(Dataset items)
☆ ☆ ☆ ☆

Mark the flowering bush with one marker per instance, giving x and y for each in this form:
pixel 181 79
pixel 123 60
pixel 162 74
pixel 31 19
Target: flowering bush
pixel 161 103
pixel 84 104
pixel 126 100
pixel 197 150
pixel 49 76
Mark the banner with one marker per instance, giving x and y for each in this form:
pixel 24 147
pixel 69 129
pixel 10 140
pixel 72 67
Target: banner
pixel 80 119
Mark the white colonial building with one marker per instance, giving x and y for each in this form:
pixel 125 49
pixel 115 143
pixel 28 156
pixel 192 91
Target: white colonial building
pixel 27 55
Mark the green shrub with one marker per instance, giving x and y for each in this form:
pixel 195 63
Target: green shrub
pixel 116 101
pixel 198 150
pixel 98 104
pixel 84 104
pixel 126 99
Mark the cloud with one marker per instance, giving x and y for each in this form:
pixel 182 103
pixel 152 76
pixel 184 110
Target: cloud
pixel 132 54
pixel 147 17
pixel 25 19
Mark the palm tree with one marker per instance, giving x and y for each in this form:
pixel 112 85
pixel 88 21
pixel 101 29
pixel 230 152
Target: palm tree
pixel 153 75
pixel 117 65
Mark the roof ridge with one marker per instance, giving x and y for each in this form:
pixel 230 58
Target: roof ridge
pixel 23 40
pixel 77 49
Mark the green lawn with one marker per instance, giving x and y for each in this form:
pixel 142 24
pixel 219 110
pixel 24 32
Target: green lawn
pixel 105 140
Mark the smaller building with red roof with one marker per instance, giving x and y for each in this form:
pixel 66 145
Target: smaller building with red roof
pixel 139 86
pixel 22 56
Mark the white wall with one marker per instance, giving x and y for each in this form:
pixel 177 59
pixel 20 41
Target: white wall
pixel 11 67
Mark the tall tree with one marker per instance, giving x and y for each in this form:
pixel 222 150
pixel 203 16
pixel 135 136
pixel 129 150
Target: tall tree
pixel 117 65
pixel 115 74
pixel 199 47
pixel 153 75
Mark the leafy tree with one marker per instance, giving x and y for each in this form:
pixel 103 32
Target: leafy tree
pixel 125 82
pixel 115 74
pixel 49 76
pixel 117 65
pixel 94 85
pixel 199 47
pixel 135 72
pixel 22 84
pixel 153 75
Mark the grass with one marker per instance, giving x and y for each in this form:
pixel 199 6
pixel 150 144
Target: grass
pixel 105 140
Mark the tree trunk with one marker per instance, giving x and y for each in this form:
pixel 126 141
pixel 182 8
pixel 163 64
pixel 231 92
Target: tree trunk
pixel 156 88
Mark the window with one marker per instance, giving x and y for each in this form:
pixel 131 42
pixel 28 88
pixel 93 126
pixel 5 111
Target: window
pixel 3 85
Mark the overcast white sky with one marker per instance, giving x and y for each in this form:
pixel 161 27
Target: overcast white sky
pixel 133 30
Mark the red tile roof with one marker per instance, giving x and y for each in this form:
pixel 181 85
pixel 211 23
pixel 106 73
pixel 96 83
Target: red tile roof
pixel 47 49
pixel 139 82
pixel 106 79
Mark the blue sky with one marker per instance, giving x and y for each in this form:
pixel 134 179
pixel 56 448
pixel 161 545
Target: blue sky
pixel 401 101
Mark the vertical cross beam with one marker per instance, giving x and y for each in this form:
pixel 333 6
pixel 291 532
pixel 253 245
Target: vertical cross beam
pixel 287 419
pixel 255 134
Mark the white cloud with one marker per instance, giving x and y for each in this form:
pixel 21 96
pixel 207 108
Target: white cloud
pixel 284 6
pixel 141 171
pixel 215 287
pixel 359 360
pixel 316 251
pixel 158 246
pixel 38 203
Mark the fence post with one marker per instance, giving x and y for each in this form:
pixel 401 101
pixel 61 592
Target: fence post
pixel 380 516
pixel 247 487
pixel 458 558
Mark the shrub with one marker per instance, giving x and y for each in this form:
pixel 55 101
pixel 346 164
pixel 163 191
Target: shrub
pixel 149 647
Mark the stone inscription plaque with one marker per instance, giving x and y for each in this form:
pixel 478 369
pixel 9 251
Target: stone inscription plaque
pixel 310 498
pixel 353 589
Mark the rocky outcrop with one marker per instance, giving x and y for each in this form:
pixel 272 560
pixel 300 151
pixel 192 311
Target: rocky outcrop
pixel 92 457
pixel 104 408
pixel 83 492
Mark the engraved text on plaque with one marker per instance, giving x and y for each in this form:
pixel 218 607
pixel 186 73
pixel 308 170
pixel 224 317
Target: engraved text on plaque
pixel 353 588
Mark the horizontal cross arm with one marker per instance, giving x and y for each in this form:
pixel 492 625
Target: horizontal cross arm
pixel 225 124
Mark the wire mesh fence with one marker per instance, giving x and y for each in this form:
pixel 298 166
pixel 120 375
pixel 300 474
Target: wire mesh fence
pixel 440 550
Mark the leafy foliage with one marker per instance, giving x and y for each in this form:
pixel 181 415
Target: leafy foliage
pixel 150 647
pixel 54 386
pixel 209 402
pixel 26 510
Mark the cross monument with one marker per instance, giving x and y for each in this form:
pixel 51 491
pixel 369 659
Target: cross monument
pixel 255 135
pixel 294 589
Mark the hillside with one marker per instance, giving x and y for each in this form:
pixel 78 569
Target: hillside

☆ ☆ ☆ ☆

STATED TASK:
Return all of the items above word for word, with no changes.

RESULT:
Mark the flowering bush with one marker per instance, giving x and y for each in this form:
pixel 181 79
pixel 123 60
pixel 162 74
pixel 31 19
Target: flowering bush
pixel 161 103
pixel 84 104
pixel 126 100
pixel 197 150
pixel 49 76
Mark the banner with one marker per instance, giving x and y for each in this form:
pixel 24 147
pixel 69 129
pixel 10 140
pixel 72 67
Target: banner
pixel 80 119
Mark the white colonial building with one marker per instance, giving x and y for each in this form:
pixel 125 49
pixel 115 143
pixel 28 156
pixel 192 91
Target: white colonial building
pixel 27 55
Mark the green shrub with one marker per instance, giving x and y for each in this form:
pixel 195 63
Target: green shrub
pixel 116 101
pixel 198 150
pixel 98 104
pixel 84 104
pixel 126 99
Mark the cloud with one marker per instance, giving x and y for each in this form:
pixel 182 103
pixel 152 76
pixel 184 110
Target: cloud
pixel 132 54
pixel 147 17
pixel 25 19
Mark the palm tree with one marker per instance, giving x and y for each in this form:
pixel 112 85
pixel 88 21
pixel 101 29
pixel 230 152
Target: palm tree
pixel 153 75
pixel 117 65
Mark the roof ridge with one marker per instance, giving x and y for each in this form:
pixel 230 58
Target: roof ridge
pixel 23 40
pixel 77 49
Mark the green lawn with one marker per instance, giving x and y for each in this form:
pixel 142 24
pixel 219 110
pixel 24 32
Target: green lawn
pixel 105 140
Mark the smaller building with red roof with one marker per instance, giving x and y for each in this form:
pixel 66 145
Target: smaller building with red roof
pixel 139 86
pixel 22 56
Mark the white wall with one marker per instance, giving x and y for each in this form:
pixel 177 59
pixel 20 41
Target: white wall
pixel 11 67
Mark the tall tree with one marker per instance, giving x and y for each in this form:
pixel 222 150
pixel 203 16
pixel 135 136
pixel 129 150
Target: tall tree
pixel 117 65
pixel 115 74
pixel 199 47
pixel 153 75
Mark the leafy tree with one marker per instance, giving x and y for each in this form:
pixel 103 32
Target: leafy tree
pixel 125 82
pixel 115 74
pixel 49 76
pixel 117 65
pixel 94 85
pixel 199 47
pixel 135 72
pixel 22 84
pixel 153 75
Mark the grass with one marker per instance, giving x and y for each in this form:
pixel 199 6
pixel 150 144
Target: grass
pixel 105 140
Mark the tree trunk with one marker per instance, giving x and y for each in this form:
pixel 126 141
pixel 182 8
pixel 163 64
pixel 231 92
Target: tree trunk
pixel 156 88
Mark the window with one marker per instance, giving x and y for each in this form:
pixel 131 42
pixel 28 88
pixel 93 126
pixel 5 111
Target: window
pixel 3 85
Mark the overcast white sky with one marker per instance, giving x and y for each in this form:
pixel 161 27
Target: overcast white sky
pixel 133 30
Mark the red tile roof with one marker per instance, giving x and y for each in this form:
pixel 181 85
pixel 211 23
pixel 106 73
pixel 96 83
Target: red tile roof
pixel 47 49
pixel 139 82
pixel 106 79
Mark the blue sky with one marker per instance, giving x and y for each in this form:
pixel 134 179
pixel 56 448
pixel 161 545
Target: blue sky
pixel 401 101
Mark the vertical cross beam with one marker per instance, giving x and y for each in this form:
pixel 333 6
pixel 291 532
pixel 253 245
Target: vertical cross beam
pixel 287 419
pixel 255 134
Mark the white cloud with one marker per instance, giving x and y for each in this form:
pixel 21 96
pixel 207 108
Target: white cloud
pixel 284 6
pixel 141 171
pixel 215 287
pixel 359 360
pixel 316 251
pixel 158 246
pixel 38 203
Mark the fence post with one marker per instance, giving x and y for each in this form:
pixel 401 101
pixel 61 592
Target: fence post
pixel 380 516
pixel 247 487
pixel 458 558
Mark the shrub with one marker per instance, giving x and y for each in this form:
pixel 55 101
pixel 346 164
pixel 163 191
Target: shrub
pixel 149 647
Mark the stone inscription plaque with one marker per instance, giving x and y for each in this form:
pixel 478 369
pixel 9 251
Target: stone inscription plaque
pixel 310 498
pixel 353 589
Mark the rocky outcrop with one marker per instance, giving x and y for each in this form:
pixel 272 560
pixel 300 151
pixel 192 311
Target: rocky outcrop
pixel 92 457
pixel 104 408
pixel 83 492
Mark the engraved text on plaque with one marker per instance, giving x and y for each in this form:
pixel 218 607
pixel 186 73
pixel 308 170
pixel 224 317
Target: engraved text on plaque
pixel 353 588
Mark the horizontal cross arm with one marker per instance, giving x and y for each in this form:
pixel 492 625
Target: horizontal cross arm
pixel 225 124
Mark the wire mesh fence with one marker per instance, giving x and y for each in this form:
pixel 298 166
pixel 120 375
pixel 300 474
Target: wire mesh fence
pixel 440 550
Mark the leafy foliage with one marker per instance, giving x and y for each in this form:
pixel 181 415
Target: leafy foliage
pixel 150 647
pixel 54 386
pixel 209 402
pixel 26 510
Mark the cross monument with one marker per instance, giving x and y for each in this form:
pixel 51 491
pixel 369 659
Target: cross monument
pixel 255 135
pixel 294 589
Mark the hillside with one marker per instance, giving x and y for each in this form:
pixel 78 569
Target: hillside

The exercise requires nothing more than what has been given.